### What you are asked to do
Rewrite the records below, putting "heifer" wherever "cow" occurs and keeping every other word and number the same.

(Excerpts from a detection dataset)
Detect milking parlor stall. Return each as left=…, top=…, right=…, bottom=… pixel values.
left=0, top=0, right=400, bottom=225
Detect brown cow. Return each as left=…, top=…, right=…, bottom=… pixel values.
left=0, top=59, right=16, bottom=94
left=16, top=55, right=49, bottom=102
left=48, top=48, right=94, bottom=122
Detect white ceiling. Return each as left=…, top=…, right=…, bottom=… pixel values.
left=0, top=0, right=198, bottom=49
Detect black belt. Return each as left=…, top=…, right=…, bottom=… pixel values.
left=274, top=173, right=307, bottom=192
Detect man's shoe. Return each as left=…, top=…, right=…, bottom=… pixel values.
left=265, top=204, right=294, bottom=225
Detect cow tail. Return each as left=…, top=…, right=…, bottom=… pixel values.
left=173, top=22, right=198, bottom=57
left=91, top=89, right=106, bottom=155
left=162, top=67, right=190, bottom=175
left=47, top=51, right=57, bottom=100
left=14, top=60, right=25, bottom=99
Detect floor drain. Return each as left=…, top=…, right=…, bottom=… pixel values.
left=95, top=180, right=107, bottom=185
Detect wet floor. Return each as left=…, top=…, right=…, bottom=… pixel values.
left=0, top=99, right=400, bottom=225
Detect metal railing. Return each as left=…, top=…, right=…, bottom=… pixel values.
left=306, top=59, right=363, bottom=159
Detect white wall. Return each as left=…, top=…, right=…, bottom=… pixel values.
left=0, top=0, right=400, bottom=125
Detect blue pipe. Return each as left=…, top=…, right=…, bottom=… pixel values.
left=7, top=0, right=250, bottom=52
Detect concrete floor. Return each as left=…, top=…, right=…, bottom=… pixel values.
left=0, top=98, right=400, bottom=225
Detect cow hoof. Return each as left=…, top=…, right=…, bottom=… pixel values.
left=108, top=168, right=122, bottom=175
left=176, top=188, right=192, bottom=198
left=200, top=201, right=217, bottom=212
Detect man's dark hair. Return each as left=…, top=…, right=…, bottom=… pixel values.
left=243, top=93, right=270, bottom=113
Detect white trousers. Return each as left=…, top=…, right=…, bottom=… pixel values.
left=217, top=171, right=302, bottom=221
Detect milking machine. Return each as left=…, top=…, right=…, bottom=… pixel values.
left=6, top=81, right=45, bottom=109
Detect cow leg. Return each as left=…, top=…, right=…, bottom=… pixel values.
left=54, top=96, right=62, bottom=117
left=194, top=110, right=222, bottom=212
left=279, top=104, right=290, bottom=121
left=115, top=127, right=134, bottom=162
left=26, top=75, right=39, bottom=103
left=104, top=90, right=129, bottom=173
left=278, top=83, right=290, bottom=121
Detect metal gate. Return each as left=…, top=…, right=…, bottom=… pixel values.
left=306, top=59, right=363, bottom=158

### Result of the exercise
Detect milking parlor stall. Return each as left=…, top=…, right=…, bottom=… pixel values.
left=0, top=0, right=400, bottom=225
Detect brown heifer. Return each as left=…, top=…, right=…, bottom=… pixel values.
left=0, top=59, right=16, bottom=94
left=16, top=55, right=49, bottom=102
left=48, top=48, right=94, bottom=122
Detect white ceiling. Return each as left=…, top=…, right=…, bottom=… pixel values.
left=0, top=0, right=198, bottom=49
Detect black belt. Return each as left=…, top=…, right=…, bottom=… pixel values.
left=274, top=173, right=307, bottom=192
Detect man's shoe. Return each as left=…, top=…, right=…, bottom=… pixel values.
left=265, top=204, right=294, bottom=225
Detect heifer tail. Return each as left=…, top=…, right=…, bottom=… pixel values.
left=173, top=22, right=198, bottom=57
left=91, top=89, right=106, bottom=155
left=162, top=67, right=190, bottom=175
left=47, top=51, right=57, bottom=100
left=14, top=60, right=25, bottom=99
Detect floor drain. Return each as left=…, top=…, right=…, bottom=… pixel values.
left=95, top=180, right=107, bottom=185
Detect wet floor. Return each as left=…, top=…, right=…, bottom=… pixel values.
left=0, top=99, right=400, bottom=225
Detect metal railing. Return each as left=…, top=…, right=…, bottom=… pixel values.
left=306, top=59, right=363, bottom=159
Detect white wall. Return each as left=…, top=…, right=…, bottom=… pixel values.
left=0, top=0, right=400, bottom=125
Detect blue pipe. Return each as left=…, top=…, right=…, bottom=… pixel values.
left=7, top=0, right=250, bottom=52
Detect concrete floor. Return each as left=…, top=…, right=…, bottom=… pixel values.
left=0, top=98, right=400, bottom=225
Detect heifer hoof. Return each as left=…, top=…, right=…, bottom=… pixel values.
left=108, top=168, right=122, bottom=175
left=176, top=188, right=192, bottom=198
left=200, top=201, right=217, bottom=212
Detect man's dark hair. Return each as left=…, top=…, right=…, bottom=… pixel values.
left=243, top=93, right=270, bottom=113
Detect white trousers. Return each as left=…, top=…, right=…, bottom=… pixel values.
left=217, top=171, right=302, bottom=221
Detect milking machine. Return each as left=…, top=…, right=…, bottom=… pixel values.
left=6, top=81, right=45, bottom=109
Detect heifer leg. Return each as left=…, top=…, right=…, bottom=… pixel values.
left=54, top=96, right=62, bottom=117
left=194, top=110, right=222, bottom=212
left=279, top=104, right=290, bottom=121
left=115, top=127, right=134, bottom=162
left=26, top=75, right=39, bottom=103
left=104, top=90, right=129, bottom=173
left=278, top=83, right=290, bottom=121
Detect metal gate. Return each as left=…, top=…, right=…, bottom=… pixel values.
left=306, top=59, right=363, bottom=158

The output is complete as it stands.